Problem statement: Reproduce everything from the line containing "Exercise. Annotate the car" down to the line containing "x=99, y=481", both included, with no other part of the data. Scale each answer coordinate by 0.4 and round it to a whole number, halves going up, and leave every other number as it stands.

-- BEGIN Supplied records --

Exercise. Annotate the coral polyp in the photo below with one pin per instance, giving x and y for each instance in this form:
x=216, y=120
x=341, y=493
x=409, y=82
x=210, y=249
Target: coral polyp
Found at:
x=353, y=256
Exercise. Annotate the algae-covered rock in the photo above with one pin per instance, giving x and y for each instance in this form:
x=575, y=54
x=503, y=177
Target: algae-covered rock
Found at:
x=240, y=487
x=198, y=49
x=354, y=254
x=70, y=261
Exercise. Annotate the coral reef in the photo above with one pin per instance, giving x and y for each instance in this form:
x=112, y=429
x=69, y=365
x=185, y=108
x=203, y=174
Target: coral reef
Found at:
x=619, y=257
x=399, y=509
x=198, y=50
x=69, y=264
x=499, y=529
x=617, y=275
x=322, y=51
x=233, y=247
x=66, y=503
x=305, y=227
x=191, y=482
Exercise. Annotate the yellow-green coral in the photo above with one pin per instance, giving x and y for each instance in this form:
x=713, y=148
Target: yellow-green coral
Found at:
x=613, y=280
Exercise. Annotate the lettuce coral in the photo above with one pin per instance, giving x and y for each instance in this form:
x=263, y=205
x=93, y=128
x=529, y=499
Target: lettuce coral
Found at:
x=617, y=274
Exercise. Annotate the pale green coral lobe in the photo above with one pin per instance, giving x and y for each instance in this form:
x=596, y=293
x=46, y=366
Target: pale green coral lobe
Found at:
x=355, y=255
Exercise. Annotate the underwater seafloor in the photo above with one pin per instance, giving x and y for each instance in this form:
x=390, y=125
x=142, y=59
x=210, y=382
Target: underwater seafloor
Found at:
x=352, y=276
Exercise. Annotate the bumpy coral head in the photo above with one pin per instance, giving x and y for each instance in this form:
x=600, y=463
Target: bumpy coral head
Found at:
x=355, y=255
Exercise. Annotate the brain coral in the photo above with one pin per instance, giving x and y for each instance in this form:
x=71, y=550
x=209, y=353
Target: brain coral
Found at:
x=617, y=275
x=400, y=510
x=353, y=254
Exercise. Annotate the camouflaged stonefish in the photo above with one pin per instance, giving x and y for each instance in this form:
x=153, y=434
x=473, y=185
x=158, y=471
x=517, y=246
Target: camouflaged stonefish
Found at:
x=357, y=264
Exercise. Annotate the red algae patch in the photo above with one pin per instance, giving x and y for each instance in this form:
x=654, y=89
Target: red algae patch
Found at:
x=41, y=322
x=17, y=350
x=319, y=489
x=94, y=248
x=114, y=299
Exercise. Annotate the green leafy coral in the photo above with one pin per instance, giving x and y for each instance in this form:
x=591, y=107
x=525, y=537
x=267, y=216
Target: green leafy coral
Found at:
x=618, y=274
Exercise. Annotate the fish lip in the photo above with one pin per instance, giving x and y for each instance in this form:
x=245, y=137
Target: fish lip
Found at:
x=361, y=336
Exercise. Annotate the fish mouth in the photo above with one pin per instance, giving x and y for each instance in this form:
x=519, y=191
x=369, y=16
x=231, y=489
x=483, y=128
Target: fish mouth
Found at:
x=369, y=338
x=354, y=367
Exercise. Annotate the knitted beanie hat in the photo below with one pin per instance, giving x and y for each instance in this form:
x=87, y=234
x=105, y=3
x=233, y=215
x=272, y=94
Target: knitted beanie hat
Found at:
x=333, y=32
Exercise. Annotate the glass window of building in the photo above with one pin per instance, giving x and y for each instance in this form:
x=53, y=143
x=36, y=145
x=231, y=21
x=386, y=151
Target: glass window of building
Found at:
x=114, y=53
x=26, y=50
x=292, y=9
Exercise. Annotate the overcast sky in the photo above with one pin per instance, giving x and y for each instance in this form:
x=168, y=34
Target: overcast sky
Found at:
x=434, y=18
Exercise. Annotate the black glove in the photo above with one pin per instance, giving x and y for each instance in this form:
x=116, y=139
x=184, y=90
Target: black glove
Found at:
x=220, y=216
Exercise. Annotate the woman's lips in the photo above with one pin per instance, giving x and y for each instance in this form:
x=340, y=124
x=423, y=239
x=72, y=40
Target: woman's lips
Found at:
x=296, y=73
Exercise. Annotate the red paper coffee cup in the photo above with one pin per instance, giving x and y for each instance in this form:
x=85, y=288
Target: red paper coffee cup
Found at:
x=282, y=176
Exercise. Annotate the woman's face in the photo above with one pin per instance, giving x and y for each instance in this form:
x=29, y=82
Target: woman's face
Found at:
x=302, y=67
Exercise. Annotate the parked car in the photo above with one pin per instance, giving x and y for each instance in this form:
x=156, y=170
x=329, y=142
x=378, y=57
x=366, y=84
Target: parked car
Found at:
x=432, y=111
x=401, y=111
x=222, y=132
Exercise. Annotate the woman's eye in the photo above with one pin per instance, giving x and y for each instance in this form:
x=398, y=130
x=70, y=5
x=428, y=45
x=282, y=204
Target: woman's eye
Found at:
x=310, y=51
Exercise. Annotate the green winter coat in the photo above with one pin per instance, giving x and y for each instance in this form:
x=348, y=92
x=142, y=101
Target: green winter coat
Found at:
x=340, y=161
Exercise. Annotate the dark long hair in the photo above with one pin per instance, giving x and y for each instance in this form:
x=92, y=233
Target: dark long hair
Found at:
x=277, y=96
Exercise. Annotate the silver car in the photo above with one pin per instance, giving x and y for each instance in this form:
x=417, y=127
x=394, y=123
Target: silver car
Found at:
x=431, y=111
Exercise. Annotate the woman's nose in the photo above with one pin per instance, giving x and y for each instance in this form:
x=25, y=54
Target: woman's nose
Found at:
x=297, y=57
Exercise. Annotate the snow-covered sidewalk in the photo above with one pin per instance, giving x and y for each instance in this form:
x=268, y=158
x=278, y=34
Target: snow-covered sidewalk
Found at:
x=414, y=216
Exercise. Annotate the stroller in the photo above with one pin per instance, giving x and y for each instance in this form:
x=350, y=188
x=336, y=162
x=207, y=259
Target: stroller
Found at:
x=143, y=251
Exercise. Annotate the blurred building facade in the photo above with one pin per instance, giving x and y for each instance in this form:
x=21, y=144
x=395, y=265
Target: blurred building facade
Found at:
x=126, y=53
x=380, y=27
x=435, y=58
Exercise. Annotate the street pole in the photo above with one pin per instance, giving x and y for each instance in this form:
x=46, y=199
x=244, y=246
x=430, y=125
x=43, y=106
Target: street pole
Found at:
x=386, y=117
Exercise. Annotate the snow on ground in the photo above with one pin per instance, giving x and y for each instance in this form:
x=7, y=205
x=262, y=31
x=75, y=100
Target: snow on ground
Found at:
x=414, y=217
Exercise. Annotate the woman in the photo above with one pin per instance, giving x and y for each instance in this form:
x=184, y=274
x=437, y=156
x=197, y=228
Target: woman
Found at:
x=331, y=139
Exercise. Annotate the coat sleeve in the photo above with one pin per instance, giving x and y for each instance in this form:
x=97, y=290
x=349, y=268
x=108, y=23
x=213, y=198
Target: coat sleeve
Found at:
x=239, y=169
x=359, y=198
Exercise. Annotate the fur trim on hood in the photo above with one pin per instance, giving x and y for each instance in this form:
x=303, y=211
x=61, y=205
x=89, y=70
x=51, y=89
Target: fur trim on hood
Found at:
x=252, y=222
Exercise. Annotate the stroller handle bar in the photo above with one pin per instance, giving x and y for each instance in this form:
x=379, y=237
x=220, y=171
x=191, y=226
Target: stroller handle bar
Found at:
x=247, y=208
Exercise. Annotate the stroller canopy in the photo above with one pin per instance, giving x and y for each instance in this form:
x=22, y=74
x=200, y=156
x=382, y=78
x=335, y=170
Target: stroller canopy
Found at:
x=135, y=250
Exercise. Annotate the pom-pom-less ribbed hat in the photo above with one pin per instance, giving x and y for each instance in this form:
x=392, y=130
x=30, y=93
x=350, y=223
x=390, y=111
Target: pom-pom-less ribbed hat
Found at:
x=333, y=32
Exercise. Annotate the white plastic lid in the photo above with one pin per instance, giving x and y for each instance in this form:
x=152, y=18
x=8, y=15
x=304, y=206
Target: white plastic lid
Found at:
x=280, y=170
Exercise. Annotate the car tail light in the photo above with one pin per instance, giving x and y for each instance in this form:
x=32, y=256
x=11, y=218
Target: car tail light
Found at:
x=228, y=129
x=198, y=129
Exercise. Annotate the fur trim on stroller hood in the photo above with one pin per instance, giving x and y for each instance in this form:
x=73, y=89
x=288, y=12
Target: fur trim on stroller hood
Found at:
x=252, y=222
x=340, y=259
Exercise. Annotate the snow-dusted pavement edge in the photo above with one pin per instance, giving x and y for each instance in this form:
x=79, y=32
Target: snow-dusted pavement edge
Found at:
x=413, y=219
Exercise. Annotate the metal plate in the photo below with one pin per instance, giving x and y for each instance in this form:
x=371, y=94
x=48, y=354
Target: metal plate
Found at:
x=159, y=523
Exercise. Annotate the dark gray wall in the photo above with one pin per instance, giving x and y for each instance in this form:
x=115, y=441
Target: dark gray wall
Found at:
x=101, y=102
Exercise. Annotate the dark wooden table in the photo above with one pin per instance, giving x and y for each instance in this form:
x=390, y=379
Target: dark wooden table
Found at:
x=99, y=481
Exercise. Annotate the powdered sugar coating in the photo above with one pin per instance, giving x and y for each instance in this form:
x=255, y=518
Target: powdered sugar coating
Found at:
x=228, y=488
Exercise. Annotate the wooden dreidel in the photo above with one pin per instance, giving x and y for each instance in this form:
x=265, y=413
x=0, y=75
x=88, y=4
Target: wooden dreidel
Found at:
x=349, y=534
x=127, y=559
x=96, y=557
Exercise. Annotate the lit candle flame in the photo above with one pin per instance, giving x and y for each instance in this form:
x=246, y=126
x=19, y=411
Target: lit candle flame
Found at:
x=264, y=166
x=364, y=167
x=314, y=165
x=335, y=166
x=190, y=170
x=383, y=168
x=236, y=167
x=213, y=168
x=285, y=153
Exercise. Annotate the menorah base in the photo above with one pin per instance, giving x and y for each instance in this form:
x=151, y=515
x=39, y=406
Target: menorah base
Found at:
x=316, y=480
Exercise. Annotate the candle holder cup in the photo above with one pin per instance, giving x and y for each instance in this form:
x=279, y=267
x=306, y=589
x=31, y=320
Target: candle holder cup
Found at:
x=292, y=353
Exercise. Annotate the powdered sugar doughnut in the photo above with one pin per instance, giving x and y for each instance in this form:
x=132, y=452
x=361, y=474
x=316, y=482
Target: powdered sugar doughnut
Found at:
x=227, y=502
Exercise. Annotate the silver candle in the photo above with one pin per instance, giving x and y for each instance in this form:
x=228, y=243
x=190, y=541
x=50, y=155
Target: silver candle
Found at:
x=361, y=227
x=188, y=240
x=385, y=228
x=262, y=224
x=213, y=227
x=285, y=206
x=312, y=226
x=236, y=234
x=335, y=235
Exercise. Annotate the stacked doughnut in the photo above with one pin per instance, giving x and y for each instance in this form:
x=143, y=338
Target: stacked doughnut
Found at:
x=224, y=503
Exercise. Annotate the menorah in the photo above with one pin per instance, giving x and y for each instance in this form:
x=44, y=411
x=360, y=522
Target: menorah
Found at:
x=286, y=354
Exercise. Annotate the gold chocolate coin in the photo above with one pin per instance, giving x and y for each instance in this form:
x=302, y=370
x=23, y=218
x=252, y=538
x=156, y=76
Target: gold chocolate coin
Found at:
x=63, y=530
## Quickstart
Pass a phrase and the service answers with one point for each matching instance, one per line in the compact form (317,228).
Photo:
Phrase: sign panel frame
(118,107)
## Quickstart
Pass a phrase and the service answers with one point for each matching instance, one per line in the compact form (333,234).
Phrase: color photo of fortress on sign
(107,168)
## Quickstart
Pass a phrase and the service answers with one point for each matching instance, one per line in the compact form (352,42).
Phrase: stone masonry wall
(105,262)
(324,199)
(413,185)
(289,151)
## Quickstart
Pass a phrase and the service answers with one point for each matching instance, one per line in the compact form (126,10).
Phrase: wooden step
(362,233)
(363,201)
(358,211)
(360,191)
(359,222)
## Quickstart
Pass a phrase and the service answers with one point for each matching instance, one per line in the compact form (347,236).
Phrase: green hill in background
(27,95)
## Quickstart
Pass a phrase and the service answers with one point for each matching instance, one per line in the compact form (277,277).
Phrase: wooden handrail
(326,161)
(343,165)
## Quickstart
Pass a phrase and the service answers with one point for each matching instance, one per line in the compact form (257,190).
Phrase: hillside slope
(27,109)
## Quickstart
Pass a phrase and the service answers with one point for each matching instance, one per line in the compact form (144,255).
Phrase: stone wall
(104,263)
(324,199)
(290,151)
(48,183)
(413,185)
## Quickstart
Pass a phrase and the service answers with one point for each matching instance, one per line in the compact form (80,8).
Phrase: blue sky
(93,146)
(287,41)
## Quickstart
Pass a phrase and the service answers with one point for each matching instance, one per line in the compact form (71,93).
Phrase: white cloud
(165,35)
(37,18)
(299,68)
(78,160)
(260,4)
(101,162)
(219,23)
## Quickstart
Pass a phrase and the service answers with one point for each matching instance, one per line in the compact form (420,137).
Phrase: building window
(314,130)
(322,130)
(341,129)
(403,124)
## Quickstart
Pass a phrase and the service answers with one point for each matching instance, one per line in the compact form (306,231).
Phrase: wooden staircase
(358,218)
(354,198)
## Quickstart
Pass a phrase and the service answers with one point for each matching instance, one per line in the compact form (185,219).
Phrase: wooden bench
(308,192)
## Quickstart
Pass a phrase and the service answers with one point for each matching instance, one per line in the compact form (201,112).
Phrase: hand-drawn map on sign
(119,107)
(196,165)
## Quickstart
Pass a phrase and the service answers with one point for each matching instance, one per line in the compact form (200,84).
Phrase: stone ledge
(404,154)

-- END Supplied records --

Exercise result:
Exercise. Annotate the car tail light in the photo above with one pin per instance, giving x and y for each instance in this form:
x=32, y=256
x=11, y=218
Target: car tail light
Found at:
x=91, y=52
x=79, y=52
Exercise. Annotate the fur trim on stroller hood in the photo above with one pin per instance, giving x and y for each instance in this form:
x=73, y=89
x=288, y=12
Target: fur trim on stroller hood
Found at:
x=101, y=89
x=136, y=104
Exercise. Annotate the snow-dusted pavement edge in the photo above with one pin per instance, giving x and y for each instance in this form:
x=79, y=32
Target: snow-dusted pavement edge
Found at:
x=165, y=88
Exercise. Annotate the metal plate in the photo below with one pin per instance, giving x and y for each instance in this form:
x=371, y=94
x=48, y=354
Target: metal plate
Found at:
x=64, y=209
Exercise. Annotate the dark gray wall in the photo above with one pin per instance, giving x and y for each instance in this form:
x=115, y=441
Target: dark gray wall
Found at:
x=40, y=41
Exercise. Annotate the dark wooden table in the photo above with one pin per instance, giving x and y for each instance in this form:
x=390, y=379
Target: dark wooden table
Found at:
x=40, y=192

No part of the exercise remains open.